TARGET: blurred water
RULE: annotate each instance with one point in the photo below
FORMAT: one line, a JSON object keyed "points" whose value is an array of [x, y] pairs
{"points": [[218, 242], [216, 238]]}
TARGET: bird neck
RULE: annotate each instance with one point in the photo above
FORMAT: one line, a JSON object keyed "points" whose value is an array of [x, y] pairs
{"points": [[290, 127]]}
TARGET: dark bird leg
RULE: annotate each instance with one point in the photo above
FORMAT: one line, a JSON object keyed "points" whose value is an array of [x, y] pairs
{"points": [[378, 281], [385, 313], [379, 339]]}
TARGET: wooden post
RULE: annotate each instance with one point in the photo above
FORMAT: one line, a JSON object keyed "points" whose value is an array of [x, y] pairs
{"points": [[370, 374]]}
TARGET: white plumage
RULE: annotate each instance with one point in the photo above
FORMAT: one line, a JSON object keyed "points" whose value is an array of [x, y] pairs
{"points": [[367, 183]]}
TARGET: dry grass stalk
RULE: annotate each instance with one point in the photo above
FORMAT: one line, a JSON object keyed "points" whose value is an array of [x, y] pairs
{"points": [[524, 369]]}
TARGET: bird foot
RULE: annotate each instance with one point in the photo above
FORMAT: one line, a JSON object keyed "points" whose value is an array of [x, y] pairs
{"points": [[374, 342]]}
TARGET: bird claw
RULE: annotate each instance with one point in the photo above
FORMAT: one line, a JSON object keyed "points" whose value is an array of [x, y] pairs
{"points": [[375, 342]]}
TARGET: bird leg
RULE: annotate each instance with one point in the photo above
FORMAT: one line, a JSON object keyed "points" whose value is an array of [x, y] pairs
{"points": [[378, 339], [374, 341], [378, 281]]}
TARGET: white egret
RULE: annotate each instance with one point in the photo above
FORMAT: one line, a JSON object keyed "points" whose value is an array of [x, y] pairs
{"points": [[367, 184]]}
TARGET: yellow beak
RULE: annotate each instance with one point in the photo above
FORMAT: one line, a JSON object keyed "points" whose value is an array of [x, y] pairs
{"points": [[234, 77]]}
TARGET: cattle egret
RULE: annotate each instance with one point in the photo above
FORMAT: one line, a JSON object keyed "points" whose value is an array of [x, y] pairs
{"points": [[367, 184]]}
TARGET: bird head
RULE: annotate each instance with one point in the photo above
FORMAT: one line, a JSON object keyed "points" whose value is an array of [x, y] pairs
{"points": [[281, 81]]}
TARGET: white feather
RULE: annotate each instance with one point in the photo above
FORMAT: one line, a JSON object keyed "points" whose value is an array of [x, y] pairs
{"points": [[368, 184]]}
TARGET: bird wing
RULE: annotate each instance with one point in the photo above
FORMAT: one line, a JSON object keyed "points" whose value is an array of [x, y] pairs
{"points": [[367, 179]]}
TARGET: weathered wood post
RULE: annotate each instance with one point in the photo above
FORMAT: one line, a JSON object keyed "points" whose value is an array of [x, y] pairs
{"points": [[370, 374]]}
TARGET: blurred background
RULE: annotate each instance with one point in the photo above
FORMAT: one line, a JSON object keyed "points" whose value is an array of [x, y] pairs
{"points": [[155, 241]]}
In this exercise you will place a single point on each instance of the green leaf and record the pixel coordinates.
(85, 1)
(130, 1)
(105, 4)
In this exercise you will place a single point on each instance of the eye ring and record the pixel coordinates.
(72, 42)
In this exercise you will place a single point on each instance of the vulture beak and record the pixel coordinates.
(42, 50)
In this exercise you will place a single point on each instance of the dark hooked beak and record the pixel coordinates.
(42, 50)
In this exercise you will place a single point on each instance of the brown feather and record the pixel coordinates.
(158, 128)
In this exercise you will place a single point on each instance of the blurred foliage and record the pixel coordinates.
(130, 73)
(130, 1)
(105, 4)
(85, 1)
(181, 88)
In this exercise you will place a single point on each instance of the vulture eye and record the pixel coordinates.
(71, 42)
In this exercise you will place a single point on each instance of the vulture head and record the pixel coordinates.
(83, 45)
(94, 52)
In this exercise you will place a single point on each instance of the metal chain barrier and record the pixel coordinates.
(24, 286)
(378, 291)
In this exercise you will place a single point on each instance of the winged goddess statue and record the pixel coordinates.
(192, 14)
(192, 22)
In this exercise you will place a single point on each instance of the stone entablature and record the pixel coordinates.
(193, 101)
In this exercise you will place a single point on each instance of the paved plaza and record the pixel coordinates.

================================

TASK DETAILS –
Reproduce the lines from the one containing "entablature and record the pixel coordinates." through the end of the material, inclusive, swapping "paved plaza" for "cobblestone square" and leaving everything else unchanged.

RESPONSE BELOW –
In this exercise you will place a single point on each instance of the stone entablature and record the pixel coordinates.
(193, 101)
In this exercise you will place a single point on each instance of the cobblestone square and record the pixel coordinates.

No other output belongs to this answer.